_Aim 1_: Reproduce the passage on Barcelona's port from "Barcelona’s large, working" to "and ocean views." word for word.

Provided text start

Barcelona’s large, working port is an attractive part of town, with a range of excellent bars and restaurants, plus it’s close to the beach and at one end of La Rambla. There are nine passenger terminals, so there’s a lot of traffic in and out. Once very industrial Barcelona’s seafront is now an elegant stretch of beach-side restaurants, parks, yacht-filled marinas, sculptures and a 4.5 kilometre long boardwalk. There’s also excellent public transport links, but the best thing about this part of town is certainly the ocean and ocean views.
Pros and Cons
- Pros: sea views, great transport links, plenty of restaurants and bars, lively atmosphere
- Cons: busy
- Ideal For: value-seekers, beach-lovers
Discover our recommended hotels in Barcelona’s Port.

Provided text end
Data start

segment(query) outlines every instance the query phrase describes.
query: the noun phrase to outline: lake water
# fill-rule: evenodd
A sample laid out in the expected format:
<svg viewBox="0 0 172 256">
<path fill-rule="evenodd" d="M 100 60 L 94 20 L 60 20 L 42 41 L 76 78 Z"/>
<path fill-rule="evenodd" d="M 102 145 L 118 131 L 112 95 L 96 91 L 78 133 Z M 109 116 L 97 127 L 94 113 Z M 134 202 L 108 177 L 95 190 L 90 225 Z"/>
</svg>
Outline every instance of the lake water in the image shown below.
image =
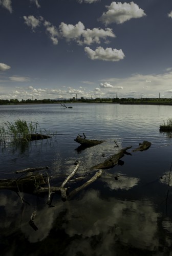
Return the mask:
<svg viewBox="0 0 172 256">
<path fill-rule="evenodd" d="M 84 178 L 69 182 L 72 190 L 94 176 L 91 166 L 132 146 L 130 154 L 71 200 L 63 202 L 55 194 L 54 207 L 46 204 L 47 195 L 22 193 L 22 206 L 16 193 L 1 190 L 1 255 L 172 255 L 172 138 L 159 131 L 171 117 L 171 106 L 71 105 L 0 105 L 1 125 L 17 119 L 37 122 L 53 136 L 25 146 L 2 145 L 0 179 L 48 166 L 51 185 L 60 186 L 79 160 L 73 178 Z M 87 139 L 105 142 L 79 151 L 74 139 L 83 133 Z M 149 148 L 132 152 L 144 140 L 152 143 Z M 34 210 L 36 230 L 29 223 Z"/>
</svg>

Data end
Data start

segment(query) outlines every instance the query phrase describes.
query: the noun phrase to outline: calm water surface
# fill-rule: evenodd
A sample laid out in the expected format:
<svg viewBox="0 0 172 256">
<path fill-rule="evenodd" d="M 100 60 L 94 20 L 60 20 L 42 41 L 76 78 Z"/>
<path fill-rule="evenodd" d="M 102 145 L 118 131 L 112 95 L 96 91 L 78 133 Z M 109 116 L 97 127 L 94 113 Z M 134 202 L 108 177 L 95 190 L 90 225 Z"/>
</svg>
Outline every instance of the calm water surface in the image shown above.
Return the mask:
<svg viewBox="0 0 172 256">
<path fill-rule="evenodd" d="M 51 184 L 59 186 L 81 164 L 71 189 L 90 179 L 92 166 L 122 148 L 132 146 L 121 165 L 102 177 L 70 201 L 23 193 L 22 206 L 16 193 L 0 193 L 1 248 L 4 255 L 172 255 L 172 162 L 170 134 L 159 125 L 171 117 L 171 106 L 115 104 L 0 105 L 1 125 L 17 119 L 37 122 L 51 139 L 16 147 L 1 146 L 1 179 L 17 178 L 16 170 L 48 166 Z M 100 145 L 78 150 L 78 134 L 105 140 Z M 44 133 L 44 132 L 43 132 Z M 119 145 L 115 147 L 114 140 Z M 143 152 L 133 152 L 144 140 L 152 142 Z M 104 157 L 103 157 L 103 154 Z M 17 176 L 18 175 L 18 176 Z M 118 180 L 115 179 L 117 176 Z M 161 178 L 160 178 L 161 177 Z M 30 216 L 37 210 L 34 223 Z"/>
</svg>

Data end

_Aim 2_: Find each line in the records that contains the string "query" and list those lines.

_Correct answer 1_:
Barcelona’s large, working port is an attractive part of town, with a range of excellent bars and restaurants, plus it’s close to the beach and at one end of La Rambla. There are nine passenger terminals, so there’s a lot of traffic in and out. Once very industrial Barcelona’s seafront is now an elegant stretch of beach-side restaurants, parks, yacht-filled marinas, sculptures and a 4.5 kilometre long boardwalk. There’s also excellent public transport links, but the best thing about this part of town is certainly the ocean and ocean views.

_Correct answer 2_:
segment(query) outlines every instance the query phrase describes.
query: the noun phrase to outline: lake water
segment(query) outlines every instance the query phrase describes.
query: the noun phrase to outline: calm water surface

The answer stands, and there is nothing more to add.